◆ Given problem:
Update the entries below so that "pixel coordinates" becomes "x and y positions" throughout and everything else stays the same. Leave the pictures out of your answer.

◆ Dataset:

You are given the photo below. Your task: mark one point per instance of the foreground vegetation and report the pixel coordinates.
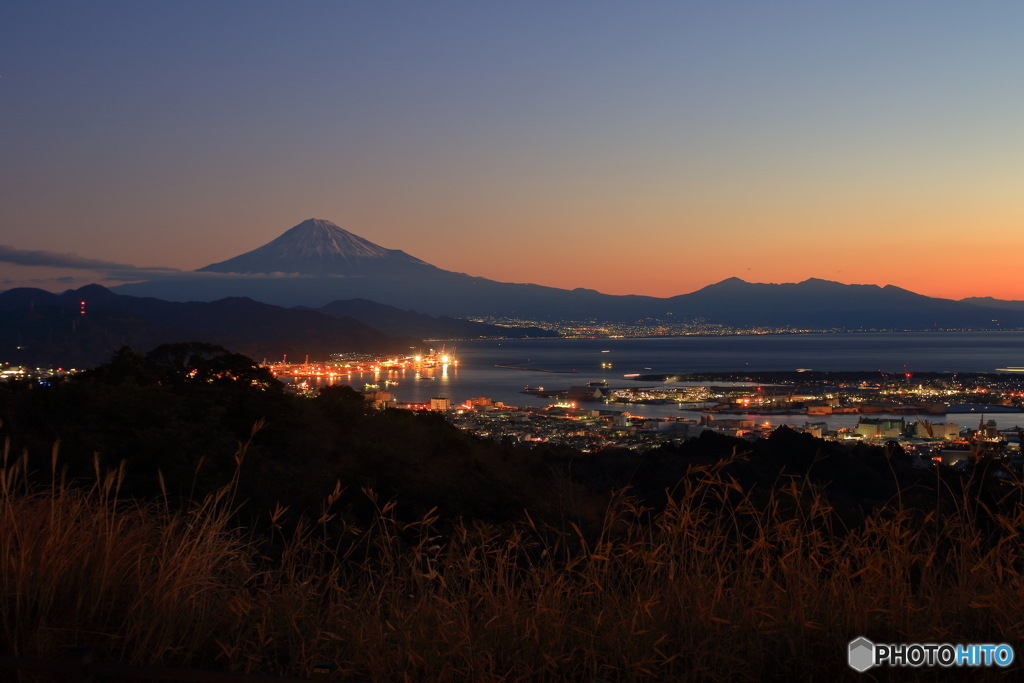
(250, 554)
(712, 588)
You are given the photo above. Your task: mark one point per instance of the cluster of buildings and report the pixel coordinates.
(591, 429)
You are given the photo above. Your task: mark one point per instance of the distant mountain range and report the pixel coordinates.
(316, 262)
(40, 328)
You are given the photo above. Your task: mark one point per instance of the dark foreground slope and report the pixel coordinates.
(38, 328)
(723, 566)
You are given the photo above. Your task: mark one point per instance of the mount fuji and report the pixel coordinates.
(317, 262)
(317, 247)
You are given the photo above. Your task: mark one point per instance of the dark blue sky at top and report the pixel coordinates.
(132, 131)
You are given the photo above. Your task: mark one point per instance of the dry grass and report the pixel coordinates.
(715, 588)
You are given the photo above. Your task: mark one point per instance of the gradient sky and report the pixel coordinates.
(640, 147)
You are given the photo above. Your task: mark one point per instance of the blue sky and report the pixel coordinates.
(556, 142)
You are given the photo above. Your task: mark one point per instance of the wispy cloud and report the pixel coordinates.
(114, 271)
(51, 259)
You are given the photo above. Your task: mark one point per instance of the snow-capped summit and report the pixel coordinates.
(316, 247)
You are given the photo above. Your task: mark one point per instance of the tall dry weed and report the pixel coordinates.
(719, 586)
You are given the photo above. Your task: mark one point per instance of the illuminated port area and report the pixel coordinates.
(364, 371)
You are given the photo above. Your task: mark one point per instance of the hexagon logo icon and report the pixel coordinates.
(861, 654)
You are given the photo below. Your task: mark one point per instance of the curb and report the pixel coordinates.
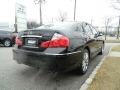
(92, 75)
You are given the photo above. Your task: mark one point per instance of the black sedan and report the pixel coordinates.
(61, 47)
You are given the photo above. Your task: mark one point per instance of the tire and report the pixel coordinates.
(84, 63)
(102, 50)
(7, 43)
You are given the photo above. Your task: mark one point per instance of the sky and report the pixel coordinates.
(94, 11)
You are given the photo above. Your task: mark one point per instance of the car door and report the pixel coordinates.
(90, 39)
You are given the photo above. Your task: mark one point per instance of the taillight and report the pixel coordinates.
(18, 41)
(57, 40)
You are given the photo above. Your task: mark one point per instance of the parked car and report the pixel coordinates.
(61, 46)
(7, 38)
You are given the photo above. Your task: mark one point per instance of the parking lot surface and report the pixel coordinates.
(15, 76)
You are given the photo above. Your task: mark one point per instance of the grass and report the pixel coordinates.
(116, 48)
(108, 76)
(112, 41)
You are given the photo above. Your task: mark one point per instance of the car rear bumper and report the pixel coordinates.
(61, 62)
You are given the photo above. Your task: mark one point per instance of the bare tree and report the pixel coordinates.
(40, 4)
(115, 4)
(62, 16)
(107, 22)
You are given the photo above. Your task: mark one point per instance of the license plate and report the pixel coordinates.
(31, 41)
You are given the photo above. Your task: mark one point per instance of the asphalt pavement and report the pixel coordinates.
(15, 76)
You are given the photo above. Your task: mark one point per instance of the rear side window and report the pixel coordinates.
(88, 30)
(5, 33)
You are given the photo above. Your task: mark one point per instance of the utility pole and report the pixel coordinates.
(40, 12)
(74, 10)
(118, 31)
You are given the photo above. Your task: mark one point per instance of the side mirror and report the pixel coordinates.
(98, 34)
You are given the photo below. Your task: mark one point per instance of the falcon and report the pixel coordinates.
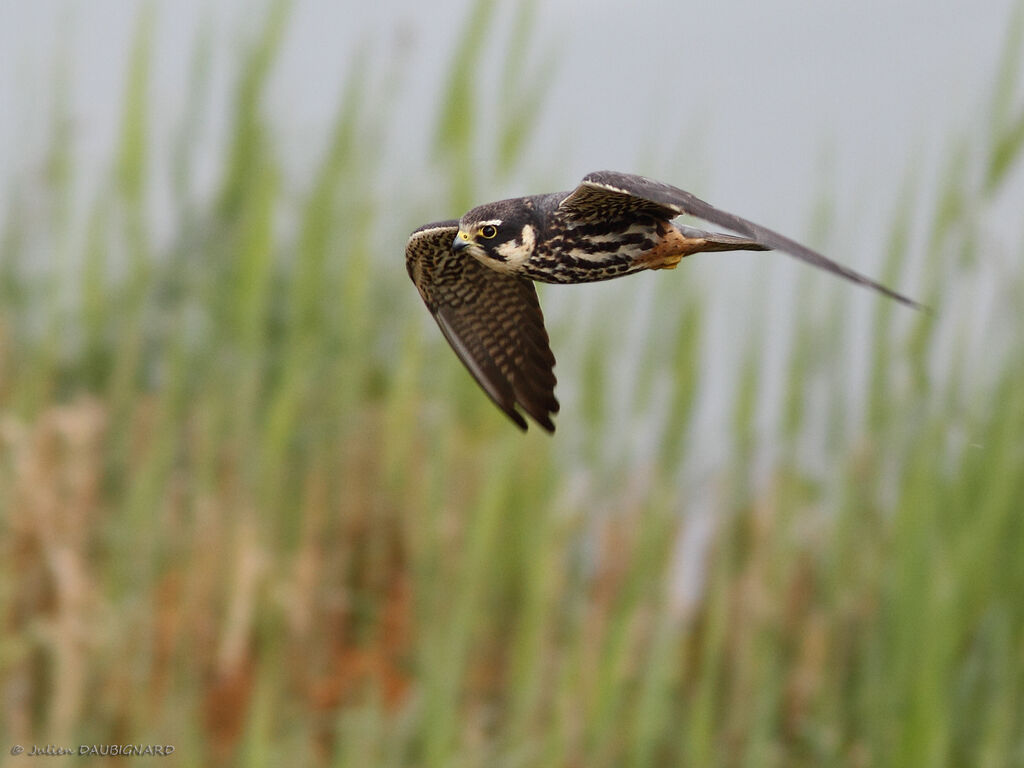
(476, 274)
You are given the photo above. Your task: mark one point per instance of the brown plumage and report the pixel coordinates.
(475, 275)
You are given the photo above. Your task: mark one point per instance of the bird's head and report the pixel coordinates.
(501, 235)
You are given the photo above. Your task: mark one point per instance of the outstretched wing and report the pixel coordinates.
(493, 322)
(607, 194)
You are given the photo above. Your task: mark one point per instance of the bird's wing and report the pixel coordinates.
(605, 194)
(493, 322)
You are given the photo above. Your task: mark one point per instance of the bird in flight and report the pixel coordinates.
(476, 274)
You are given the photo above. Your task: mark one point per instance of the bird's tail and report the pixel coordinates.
(705, 241)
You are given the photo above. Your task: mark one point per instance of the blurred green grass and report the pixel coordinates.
(253, 507)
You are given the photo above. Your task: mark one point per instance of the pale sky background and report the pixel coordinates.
(757, 107)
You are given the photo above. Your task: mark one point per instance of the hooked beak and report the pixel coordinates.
(461, 242)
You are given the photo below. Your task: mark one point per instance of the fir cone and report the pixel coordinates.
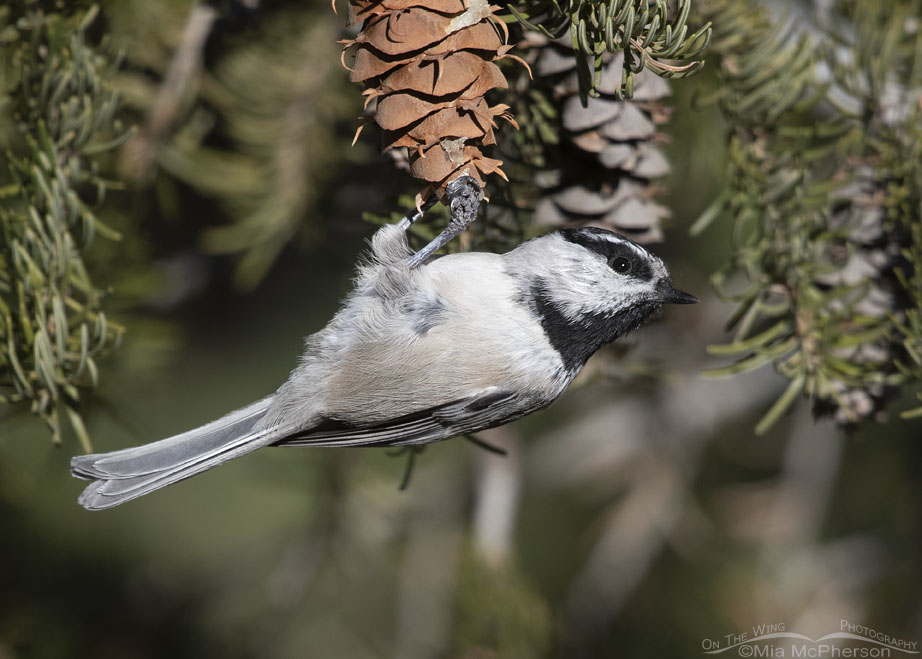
(427, 64)
(609, 149)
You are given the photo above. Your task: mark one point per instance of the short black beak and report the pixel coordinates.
(673, 295)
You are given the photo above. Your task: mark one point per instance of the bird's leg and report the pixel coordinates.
(463, 195)
(416, 214)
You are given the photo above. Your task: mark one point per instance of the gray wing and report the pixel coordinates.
(488, 408)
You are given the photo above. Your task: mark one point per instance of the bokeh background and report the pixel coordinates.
(638, 516)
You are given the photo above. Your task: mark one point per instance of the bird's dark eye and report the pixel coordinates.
(621, 265)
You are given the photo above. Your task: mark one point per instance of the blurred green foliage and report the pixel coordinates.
(650, 34)
(823, 189)
(52, 323)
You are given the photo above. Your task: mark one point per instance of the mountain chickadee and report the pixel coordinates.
(464, 343)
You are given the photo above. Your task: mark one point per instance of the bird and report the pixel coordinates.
(423, 352)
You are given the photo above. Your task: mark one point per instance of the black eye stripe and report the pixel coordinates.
(621, 265)
(594, 240)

◆ Reply to the task:
You are given the photo below. Your task: mark one point per instance of the foreground vegetation and report the x and y positions.
(250, 554)
(712, 588)
You are given the photo above. Your task: mark one point per instance of the cluster of buildings and report the x and y positions.
(591, 429)
You are given the photo above. Your task: mark one point per instance of the distant mountain range and report the x and y positions.
(316, 262)
(40, 328)
You are given the photo above. Your task: mark one point per instance of the dark foreground slope and report the x and y positions.
(38, 328)
(723, 566)
You are given the photo above. Your task: mark one point per instance of the mount fuji and report the x and y positions.
(317, 262)
(317, 247)
You are given the photo above. Your task: mark one point per instance of the dark blue sky at top and report the x and y positions.
(132, 131)
You are given the photo above. Your task: mark one point per instance of the dry grass and report the x and y positions.
(715, 588)
You are given the photo above. Your task: mark one point per instance of the gradient sky and report the x and y positions.
(640, 147)
You are given the photo above. Your task: mark one point per instance of the blue sky and report the x and y positions.
(556, 142)
You are given the photo above. Your task: mark one point per instance of the wispy cloud and report the x and y positions.
(114, 271)
(51, 259)
You are given the photo above. Your task: mark one point per instance of the snow-capped summit and report the x and y positions.
(316, 247)
You are given the photo above. Your task: mark one point per instance of the tall dry weed and report the x and y positions.
(719, 586)
You are given the photo above. Your task: mark one point per instance of the illuminated port area and report the x and y positions.
(364, 371)
You are given the photo above. Your task: mark one point per instance of the hexagon logo icon and report the x and y positions.
(861, 654)
You are given the photo below. Your task: mark one point per instance of the curb and report the x and y positions.
(92, 75)
You are given the photo above. Your task: mark one point per instance of the black sedan and report the x and y positions.
(61, 47)
You are given the photo above. Your task: mark one point per instance of the tire and report the x and y positions.
(84, 63)
(102, 50)
(7, 43)
You are given the photo above. Your task: mark one point per instance of the sky and report the x and y positions.
(94, 11)
You are given the photo above. Your task: mark one point per instance of the car door and report the x and y positions.
(90, 39)
You are given the photo above. Your task: mark one point per instance of the taillight and report the x and y positions.
(18, 41)
(57, 40)
You are given the photo above. Your task: mark one point per instance of the parked car and report the x and y positions.
(61, 46)
(7, 38)
You are given the photo above. Your task: mark one point per instance of the parking lot surface and report the x and y positions.
(15, 76)
You are given the photo above. Your task: mark one point per instance of the grass and report the x and y positions.
(116, 48)
(108, 76)
(112, 41)
You are given the photo above. Your task: mark one point per instance of the car rear bumper and report the x and y positions.
(61, 62)
You are given the photo above. Your task: mark one point per instance of the bare tree and report the x and y positions.
(40, 4)
(115, 4)
(62, 16)
(107, 22)
You are given the photo above. Your task: mark one point per instance of the license plate and report the x and y positions.
(31, 41)
You are given the photo above. Your task: mark one point per instance of the asphalt pavement and report the x and y positions.
(15, 76)
You are given the photo above. Your task: mark one point per instance of the rear side window and report the x and y positions.
(88, 30)
(5, 33)
You are given the photo above. Your task: mark one point per instance of the utility pole and report the x and y positions.
(40, 12)
(74, 10)
(118, 31)
You are given the photo above. Your task: mark one point per instance of the side mirror and report the x and y positions.
(98, 34)
You are given the photo below. Your task: mark one point per instance of the falcon and report the x and y positions.
(476, 274)
You are given the photo above. Your task: mark one point per instance of the brown plumage and report the x and y positions.
(475, 275)
You are given the photo above. Your task: mark one point per instance of the bird's head and report the x and y positions.
(501, 235)
You are given the photo above. Your task: mark one point per instance of the outstretched wing and report the x and y positions.
(493, 322)
(607, 194)
You are given the photo above. Your task: mark one point per instance of the bird's wing and report the x and y positions.
(605, 194)
(493, 322)
You are given the photo above. Your task: mark one point per instance of the bird in flight and report the x and y positions.
(476, 274)
You are given the photo above. Your task: mark one point per instance of the bird's tail and report the x and y positions.
(705, 241)
You are given the photo above. Your task: mark one point per instance of the blurred green grass and report the x and y positions.
(253, 507)
You are given the photo above. Your task: mark one point per instance of the pale sky background and report the x and y positions.
(757, 107)
You are given the photo above. Your task: mark one point per instance of the hooked beak and report the x and y positions.
(461, 242)
You are given the photo below. Your task: mark one point per instance of the fir cone and report the x and y positions.
(427, 64)
(609, 149)
You are given the photo above. Your task: mark one point per instance of the short black beak and report the x and y positions.
(673, 295)
You are given the photo above. Your task: mark one point per instance of the bird's leg and report the x and y positions.
(463, 195)
(416, 214)
You are given the photo above. Your task: mark one point per instance of the gray wing and report the x and y positions.
(488, 408)
You are given the photo above. Your task: mark one point per instance of the bokeh background and report the x and y positions.
(638, 516)
You are given the photo above. Your task: mark one point per instance of the bird's dark eye and report the x and y positions.
(621, 265)
You are given the photo above. Your task: mark one point per instance of the blurred green foliage and report the x and y positions.
(650, 34)
(823, 189)
(52, 323)
You are given the photo above. Your task: mark one point per instance of the mountain chickadee and report the x and y positions.
(464, 343)
You are given the photo above. Your task: mark one point per instance of the bird and report the x and y positions.
(423, 352)
You are given the photo above. Your task: mark one point per instance of the black eye stripe and report the x and y positions.
(621, 265)
(594, 240)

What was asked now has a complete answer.